Could you write out the listing below, starting with the line with "find the blue jeans" and going on through the line with "(1200, 573)", keeping every request line as is but scaling each answer coordinate by 1.85 and rounding it to a whole number, with halves rounded up?

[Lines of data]
* * *
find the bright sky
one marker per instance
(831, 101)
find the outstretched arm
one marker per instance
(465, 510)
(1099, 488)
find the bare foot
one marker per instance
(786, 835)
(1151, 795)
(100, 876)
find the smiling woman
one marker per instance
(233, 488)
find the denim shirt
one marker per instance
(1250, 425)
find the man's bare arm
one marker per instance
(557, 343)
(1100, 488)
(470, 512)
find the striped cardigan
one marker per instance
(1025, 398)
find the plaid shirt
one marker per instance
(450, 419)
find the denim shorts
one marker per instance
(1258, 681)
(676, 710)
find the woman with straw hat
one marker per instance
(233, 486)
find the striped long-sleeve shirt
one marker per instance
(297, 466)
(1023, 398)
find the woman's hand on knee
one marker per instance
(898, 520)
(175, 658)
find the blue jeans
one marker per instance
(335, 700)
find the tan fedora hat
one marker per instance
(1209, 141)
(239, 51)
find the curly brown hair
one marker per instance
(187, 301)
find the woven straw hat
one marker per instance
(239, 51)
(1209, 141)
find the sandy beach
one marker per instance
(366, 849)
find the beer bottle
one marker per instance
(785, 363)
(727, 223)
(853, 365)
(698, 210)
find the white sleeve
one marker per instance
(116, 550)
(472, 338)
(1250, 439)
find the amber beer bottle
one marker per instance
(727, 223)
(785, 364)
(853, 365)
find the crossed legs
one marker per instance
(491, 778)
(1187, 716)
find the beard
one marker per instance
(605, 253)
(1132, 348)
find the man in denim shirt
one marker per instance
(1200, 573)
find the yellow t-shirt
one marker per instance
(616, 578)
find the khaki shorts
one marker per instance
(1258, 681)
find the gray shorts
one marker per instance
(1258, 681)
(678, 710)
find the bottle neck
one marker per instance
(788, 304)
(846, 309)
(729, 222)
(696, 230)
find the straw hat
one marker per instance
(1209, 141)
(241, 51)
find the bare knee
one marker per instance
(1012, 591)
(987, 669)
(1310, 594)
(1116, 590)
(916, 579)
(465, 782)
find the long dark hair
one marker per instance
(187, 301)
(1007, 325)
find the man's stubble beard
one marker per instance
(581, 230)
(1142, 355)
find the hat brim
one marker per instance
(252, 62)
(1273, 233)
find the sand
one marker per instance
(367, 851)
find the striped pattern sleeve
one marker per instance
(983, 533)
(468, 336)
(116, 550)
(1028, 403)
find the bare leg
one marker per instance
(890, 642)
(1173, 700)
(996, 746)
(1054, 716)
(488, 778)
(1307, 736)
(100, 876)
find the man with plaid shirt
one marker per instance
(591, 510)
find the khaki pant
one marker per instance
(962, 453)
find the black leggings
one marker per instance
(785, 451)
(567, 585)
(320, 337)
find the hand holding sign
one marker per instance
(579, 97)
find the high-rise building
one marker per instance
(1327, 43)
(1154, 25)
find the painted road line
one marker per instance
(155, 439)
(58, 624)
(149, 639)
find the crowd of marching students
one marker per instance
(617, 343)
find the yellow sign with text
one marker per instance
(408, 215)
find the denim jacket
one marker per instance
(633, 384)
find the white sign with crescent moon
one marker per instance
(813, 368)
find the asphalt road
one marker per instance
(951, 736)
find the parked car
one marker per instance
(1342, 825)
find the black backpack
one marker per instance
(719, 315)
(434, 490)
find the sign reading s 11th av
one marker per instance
* * *
• Finished answer
find the blue jeans
one marker per instance
(620, 1295)
find the tan fedora hat
one marker per instance
(2237, 261)
(442, 94)
find the curly brown hair
one marker per instance
(346, 557)
find the woven straw hat
one marker per instance
(442, 94)
(2237, 261)
find the sandy beach
one marker per instance
(677, 1571)
find the beer bottle
one marker per instance
(1452, 672)
(1345, 413)
(1578, 675)
(1291, 389)
find the white sleeve
one marker per instance
(215, 1018)
(873, 625)
(2313, 812)
find the amber beer bottle
one marker per instance
(1345, 413)
(1452, 673)
(1578, 675)
find the crossed legs
one marker per instance
(908, 1439)
(2196, 1325)
find the beard
one marker per instance
(1119, 468)
(2094, 644)
find the man in denim shirt
one marker per instance
(2220, 1060)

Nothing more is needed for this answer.